### Trecho fornecido

Um editor da publicação onde a fotógrafa trabalha, que falou sob a condição de anonimato para proteger a identidade da vítima e estava presente quando uma testemunha identificou o primeiro dos cinco suspeitos – um jovem –, disse que o adolescente se esvaiu em lágrimas assim que foi acusado.

Mumbai é uma mistura anárquica, com seus arranha-céus ladeados por pequenas favelas e imóveis desocupados que se transformaram praticamente numa selva. Um desses lugares é Shakti Mills, onde estão as ruínas dos dias prósperos da indústria têxtil de Mumbai. Quando a noite cai, Shakti Mills se transforma em um traiçoeiro trecho de escuridão em meio à cidade, repleto de buracos e detritos, mas ainda próximo o suficiente de Mumbai para que seja possível olhar para cima e observar as luzes piscantes do Hotel Shangri-La.

######
### Material apresentado

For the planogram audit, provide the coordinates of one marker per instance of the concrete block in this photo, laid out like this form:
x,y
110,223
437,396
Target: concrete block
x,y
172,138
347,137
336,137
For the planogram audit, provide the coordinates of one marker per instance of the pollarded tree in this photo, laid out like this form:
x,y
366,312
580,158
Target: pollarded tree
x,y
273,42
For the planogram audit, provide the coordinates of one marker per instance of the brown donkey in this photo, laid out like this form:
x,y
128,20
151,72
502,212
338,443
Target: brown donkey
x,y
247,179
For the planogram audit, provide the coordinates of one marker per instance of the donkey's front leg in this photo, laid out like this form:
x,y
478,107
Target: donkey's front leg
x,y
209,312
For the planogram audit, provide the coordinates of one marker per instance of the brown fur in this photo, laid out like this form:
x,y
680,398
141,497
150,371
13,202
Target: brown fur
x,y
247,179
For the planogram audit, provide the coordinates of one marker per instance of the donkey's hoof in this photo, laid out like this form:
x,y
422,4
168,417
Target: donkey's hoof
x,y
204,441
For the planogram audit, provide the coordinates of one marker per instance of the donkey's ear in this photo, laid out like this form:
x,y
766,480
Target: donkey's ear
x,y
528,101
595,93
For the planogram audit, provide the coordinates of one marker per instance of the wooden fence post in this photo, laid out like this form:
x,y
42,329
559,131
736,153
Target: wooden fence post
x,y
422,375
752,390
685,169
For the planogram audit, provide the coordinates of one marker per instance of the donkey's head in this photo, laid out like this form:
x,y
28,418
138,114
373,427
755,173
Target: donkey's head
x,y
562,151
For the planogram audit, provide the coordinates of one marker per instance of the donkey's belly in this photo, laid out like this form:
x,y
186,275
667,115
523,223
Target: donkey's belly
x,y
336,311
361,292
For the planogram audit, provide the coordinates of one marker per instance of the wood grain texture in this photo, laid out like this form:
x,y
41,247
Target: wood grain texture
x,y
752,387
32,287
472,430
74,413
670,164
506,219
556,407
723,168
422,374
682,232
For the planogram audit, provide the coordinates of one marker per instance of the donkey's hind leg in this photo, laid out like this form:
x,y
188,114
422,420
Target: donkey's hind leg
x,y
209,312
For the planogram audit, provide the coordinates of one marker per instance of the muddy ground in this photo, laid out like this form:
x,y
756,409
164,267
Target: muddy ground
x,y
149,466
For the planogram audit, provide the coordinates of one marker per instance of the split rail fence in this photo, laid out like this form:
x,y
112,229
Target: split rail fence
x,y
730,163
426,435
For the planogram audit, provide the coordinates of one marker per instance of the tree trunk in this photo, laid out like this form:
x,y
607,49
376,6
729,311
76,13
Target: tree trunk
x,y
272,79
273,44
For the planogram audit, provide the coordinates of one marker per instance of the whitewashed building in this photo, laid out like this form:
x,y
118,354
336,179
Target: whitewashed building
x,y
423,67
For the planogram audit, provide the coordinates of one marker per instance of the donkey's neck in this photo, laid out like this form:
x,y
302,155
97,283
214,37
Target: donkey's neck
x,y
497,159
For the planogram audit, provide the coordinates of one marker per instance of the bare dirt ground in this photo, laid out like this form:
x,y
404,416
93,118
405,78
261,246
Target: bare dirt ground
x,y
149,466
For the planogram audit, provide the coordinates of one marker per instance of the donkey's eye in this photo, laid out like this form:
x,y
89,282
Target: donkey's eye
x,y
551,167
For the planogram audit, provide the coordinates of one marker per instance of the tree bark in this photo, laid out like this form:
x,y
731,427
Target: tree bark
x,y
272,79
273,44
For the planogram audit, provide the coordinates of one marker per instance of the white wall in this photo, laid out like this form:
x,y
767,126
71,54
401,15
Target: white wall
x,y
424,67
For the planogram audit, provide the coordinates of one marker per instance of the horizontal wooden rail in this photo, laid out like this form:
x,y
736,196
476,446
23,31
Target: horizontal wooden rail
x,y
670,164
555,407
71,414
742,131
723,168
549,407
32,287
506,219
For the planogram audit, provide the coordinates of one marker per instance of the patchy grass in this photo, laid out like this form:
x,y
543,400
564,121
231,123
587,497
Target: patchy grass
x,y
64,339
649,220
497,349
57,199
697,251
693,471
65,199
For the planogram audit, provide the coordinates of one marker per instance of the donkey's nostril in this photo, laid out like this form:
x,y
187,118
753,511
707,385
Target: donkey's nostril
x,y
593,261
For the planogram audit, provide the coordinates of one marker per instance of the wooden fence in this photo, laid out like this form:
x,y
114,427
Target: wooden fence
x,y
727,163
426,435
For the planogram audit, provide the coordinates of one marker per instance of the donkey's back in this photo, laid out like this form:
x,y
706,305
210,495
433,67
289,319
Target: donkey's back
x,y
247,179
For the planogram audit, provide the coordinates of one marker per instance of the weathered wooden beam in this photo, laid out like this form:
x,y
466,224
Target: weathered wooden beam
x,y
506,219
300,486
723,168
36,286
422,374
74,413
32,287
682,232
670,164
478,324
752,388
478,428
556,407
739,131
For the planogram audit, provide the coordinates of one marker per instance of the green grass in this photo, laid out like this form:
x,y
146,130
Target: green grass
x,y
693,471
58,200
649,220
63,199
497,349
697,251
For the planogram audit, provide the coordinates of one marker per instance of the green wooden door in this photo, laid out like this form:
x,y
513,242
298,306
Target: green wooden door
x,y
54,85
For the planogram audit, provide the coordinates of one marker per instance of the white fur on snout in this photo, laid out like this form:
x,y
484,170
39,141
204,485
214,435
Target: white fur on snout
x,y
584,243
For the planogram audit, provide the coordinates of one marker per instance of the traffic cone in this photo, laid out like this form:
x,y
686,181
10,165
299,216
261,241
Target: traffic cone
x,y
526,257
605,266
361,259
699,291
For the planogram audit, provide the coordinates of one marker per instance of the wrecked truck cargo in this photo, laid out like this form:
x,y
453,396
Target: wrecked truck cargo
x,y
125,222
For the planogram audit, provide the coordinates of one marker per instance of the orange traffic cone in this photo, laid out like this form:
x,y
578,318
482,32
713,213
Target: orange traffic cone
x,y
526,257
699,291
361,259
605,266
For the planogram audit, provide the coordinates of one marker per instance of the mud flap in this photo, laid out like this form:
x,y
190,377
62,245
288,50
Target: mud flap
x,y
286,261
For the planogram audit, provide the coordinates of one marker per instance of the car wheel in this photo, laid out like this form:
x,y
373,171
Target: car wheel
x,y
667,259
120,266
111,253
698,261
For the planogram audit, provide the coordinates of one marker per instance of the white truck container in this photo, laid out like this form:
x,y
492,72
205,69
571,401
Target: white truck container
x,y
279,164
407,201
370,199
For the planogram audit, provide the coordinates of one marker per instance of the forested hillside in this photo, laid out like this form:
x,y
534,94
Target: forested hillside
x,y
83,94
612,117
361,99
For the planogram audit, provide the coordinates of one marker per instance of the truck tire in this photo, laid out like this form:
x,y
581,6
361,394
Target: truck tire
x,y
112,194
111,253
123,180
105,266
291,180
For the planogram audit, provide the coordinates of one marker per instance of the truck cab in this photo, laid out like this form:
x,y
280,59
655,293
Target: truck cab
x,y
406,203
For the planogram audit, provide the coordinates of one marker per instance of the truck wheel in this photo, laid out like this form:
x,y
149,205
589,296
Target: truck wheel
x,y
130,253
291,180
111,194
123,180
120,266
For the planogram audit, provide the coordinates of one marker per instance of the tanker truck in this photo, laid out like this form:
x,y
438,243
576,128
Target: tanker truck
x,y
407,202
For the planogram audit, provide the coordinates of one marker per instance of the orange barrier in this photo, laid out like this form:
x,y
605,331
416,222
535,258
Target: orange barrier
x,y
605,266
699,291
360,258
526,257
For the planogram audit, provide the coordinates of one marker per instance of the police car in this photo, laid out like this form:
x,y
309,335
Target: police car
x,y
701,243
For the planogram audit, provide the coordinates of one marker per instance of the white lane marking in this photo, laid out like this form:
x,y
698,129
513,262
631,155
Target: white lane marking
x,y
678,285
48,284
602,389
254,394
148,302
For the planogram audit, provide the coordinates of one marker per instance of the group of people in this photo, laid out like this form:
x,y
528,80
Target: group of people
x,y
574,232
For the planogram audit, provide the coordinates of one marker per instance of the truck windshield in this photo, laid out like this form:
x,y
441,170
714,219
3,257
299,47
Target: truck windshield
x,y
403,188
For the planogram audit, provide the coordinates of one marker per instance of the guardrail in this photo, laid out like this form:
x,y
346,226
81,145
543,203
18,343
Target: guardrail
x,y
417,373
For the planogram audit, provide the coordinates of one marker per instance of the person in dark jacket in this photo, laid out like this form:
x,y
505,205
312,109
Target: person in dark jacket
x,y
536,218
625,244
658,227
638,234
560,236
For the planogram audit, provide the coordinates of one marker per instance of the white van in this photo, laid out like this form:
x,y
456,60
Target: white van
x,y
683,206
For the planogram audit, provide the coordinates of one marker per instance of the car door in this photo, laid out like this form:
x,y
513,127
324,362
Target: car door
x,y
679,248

######

Exercício: Reproduza fielmente a passagem do trecho fornecido que começa em "Um editor da" e termina em "do Hotel Shangri-La.".

Resultado abaixo:
Um editor da publicação onde a fotógrafa trabalha, que falou sob a condição de anonimato para proteger a identidade da vítima e estava presente quando uma testemunha identificou o primeiro dos cinco suspeitos – um jovem –, disse que o adolescente se esvaiu em lágrimas assim que foi acusado.

Mumbai é uma mistura anárquica, com seus arranha-céus ladeados por pequenas favelas e imóveis desocupados que se transformaram praticamente numa selva. Um desses lugares é Shakti Mills, onde estão as ruínas dos dias prósperos da indústria têxtil de Mumbai. Quando a noite cai, Shakti Mills se transforma em um traiçoeiro trecho de escuridão em meio à cidade, repleto de buracos e detritos, mas ainda próximo o suficiente de Mumbai para que seja possível olhar para cima e observar as luzes piscantes do Hotel Shangri-La.